## [Trecho do documento]
====================
Entretanto, em um país dependente, a educação também assume particularidades no que diz respeito ao papel exercido pela educação nos países centrais. Essas mediações que determinam a particularidade brasileira são condicionantes estruturais que também atuam para que a educação brasileira não possa cumprir o mesmo papel que o sistema educacional cumpre no centro do capital. Logo, por mais que se busque importar ou transplantar instituições do centro do capitalismo, não haverá como igualar o seu funcionamento. “As possibilidades de absorção da sociedade brasileira impuseram, por sua vez, um drástico empobrecimento funcional aos modelos institucionais assim importados” (FERNANDES, 2004, p. 278).
A realidade material brasileira baseada em uma economia de base sobretudo primária, agroexportadora, além da apropriação quase que total do fundo público pela burguesia local, e o seu aparelhamento como forma de transferência de valor para o centro do capital, fez com que os investimentos em educação nunca se tornassem muito necessários para os imperativos de acumulação do capital, em especial a educação pública, responsável por formar a classe trabalhadora. Junto a isso, a necessidade de controle ideológico fruto da instabilidade da luta de classes sempre fez com que historicamente, houvesse grande tutela dos grupos religiosos, sobretudo a igreja católica, na educação. Isso fica muito evidente quando se analisa a própria laicidade do Estado brasileiro. Por exemplo, a utilização das escolas como mecanismo de difusão de uma ideologia explicitamente conservadora e afinizada com o capitalismo, como a instituição do ensino religioso custeado com dinheiro público e de oferta obrigatória nas escolas, historicamente tutelado com os valores católicos e agora evangélicos, e também a instituição da disciplina “educação moral e cívica”, na época da ditadura empresarial-militar (CUNHA, s.d.).
Contudo, desde a redemocratização da sociedade brasileira, a escola se converteu em elemento não apenas de resistência da classe trabalhadora, como as greves docentes e a presença do movimento estudantil, mas também passou a incorporar algumas demandas dos grupos historicamente oprimidos, como tratar das
questões de igualdade racial e de gênero, de promoção dos direitos humanos, tratar da luta contra as opressões e preconceitos, como o combate ao machismo, racismo e à LGBTfobia.
Pode-se dizer dessa maneira que a escola foi o setor social com a maior capacidade de absorção das pautas desses segmentos mais marginalizados e oprimidos da sociedade, ainda que efetivamente os avanços conquistados tenham sido mínimos. Destarte, há alguns parcos ganhos, como a Lei de Cotas, as possibilidades de discussão dos direitos humanos, da diversidade, e, mais recentemente inclusive o direito à adoção do nome social para a população trans.
====================
Dados armazenados:
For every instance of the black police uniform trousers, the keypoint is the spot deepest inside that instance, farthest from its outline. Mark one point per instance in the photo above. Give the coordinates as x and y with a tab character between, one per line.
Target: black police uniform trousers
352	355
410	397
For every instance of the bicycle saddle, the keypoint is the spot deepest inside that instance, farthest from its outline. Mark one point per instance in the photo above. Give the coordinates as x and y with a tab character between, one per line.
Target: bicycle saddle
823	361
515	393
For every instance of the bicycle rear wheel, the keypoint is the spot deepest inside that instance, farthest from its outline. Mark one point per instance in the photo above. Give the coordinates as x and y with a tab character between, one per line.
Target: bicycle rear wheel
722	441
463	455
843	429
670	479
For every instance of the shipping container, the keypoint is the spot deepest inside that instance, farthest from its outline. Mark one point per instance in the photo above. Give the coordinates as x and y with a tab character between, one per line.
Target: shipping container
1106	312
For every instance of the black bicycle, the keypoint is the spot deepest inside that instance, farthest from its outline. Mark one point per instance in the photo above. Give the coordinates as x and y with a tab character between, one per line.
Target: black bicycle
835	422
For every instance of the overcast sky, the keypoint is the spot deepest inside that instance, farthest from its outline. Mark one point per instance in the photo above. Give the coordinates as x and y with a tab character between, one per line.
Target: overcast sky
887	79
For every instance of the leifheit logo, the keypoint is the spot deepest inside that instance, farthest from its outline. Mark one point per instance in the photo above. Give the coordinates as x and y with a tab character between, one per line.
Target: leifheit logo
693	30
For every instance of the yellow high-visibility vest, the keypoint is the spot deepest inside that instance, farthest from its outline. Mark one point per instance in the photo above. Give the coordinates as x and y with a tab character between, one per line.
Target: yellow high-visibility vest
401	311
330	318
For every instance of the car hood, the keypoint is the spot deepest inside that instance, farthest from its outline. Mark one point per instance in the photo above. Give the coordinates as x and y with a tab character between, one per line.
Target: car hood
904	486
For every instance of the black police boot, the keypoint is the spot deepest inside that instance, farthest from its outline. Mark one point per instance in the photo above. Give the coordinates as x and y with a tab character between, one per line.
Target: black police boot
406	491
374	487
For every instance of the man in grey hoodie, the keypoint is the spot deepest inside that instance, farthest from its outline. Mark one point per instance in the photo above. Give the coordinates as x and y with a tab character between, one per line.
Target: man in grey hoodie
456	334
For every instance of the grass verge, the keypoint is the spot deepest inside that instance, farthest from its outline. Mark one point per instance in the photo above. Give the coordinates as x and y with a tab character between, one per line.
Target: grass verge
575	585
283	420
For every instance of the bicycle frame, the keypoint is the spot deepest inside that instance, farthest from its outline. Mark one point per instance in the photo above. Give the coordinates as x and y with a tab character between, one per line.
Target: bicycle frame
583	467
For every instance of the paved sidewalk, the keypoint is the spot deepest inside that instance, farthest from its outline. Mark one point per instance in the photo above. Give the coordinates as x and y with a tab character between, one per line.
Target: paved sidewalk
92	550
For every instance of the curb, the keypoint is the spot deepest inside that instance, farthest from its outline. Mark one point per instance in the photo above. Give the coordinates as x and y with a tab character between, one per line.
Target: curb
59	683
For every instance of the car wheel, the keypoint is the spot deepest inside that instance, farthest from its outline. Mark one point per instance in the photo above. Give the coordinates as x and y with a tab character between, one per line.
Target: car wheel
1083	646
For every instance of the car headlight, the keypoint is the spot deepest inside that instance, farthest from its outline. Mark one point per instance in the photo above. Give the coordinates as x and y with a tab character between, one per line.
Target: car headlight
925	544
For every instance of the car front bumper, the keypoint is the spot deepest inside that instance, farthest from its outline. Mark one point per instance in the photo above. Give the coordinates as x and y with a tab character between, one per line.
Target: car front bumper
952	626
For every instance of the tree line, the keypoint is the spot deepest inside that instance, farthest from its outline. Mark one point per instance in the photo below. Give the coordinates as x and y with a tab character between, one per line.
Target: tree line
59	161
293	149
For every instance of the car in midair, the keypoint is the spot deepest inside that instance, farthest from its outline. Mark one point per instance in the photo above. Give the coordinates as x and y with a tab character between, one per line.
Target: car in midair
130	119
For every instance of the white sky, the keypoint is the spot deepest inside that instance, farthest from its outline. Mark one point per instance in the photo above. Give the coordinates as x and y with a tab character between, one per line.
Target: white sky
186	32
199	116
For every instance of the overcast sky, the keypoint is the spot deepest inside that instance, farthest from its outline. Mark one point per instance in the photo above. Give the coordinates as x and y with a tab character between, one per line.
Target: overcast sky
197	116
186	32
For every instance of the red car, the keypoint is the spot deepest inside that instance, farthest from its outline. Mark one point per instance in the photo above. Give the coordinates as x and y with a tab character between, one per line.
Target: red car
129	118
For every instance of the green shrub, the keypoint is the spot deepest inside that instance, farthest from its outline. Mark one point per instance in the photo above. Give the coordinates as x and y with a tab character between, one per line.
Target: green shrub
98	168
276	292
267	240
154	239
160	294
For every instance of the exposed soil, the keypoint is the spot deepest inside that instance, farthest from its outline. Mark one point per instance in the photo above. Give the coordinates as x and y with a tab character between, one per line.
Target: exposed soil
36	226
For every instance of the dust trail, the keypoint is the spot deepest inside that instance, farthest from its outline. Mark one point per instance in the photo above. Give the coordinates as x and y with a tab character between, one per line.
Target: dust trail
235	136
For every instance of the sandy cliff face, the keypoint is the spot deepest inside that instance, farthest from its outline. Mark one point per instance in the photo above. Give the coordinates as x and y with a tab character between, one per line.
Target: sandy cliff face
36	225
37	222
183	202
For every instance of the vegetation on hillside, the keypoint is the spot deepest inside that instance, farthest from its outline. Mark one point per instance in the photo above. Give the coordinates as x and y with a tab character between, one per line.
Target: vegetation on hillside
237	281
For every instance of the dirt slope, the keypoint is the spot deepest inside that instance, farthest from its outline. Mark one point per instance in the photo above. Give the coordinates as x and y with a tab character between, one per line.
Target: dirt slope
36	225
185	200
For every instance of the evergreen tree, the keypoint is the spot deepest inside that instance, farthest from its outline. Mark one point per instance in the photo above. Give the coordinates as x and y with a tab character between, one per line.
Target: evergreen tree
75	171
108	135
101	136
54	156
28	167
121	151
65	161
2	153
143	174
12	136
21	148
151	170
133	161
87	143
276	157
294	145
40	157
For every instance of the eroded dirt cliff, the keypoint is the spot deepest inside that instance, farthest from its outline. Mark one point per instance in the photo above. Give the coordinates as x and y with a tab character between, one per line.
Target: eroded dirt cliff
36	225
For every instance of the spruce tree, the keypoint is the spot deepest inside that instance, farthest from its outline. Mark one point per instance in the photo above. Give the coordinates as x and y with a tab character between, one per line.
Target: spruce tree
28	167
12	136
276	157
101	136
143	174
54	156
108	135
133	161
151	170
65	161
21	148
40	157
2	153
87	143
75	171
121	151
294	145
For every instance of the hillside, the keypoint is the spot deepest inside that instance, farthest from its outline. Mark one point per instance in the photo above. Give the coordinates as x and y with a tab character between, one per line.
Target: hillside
====================
## [Problema a resolver]
Transcreva literalmente a passagem do texto sobre a educação brasileira que começa em "Pode-se dizer dessa" e termina em "a população trans.". As entradas não guardam relação com o texto sobre a educação brasileira.

## [Resultado do exercício]
Pode-se dizer dessa maneira que a escola foi o setor social com a maior capacidade de absorção das pautas desses segmentos mais marginalizados e oprimidos da sociedade, ainda que efetivamente os avanços conquistados tenham sido mínimos. Destarte, há alguns parcos ganhos, como a Lei de Cotas, as possibilidades de discussão dos direitos humanos, da diversidade, e, mais recentemente inclusive o direito à adoção do nome social para a população trans.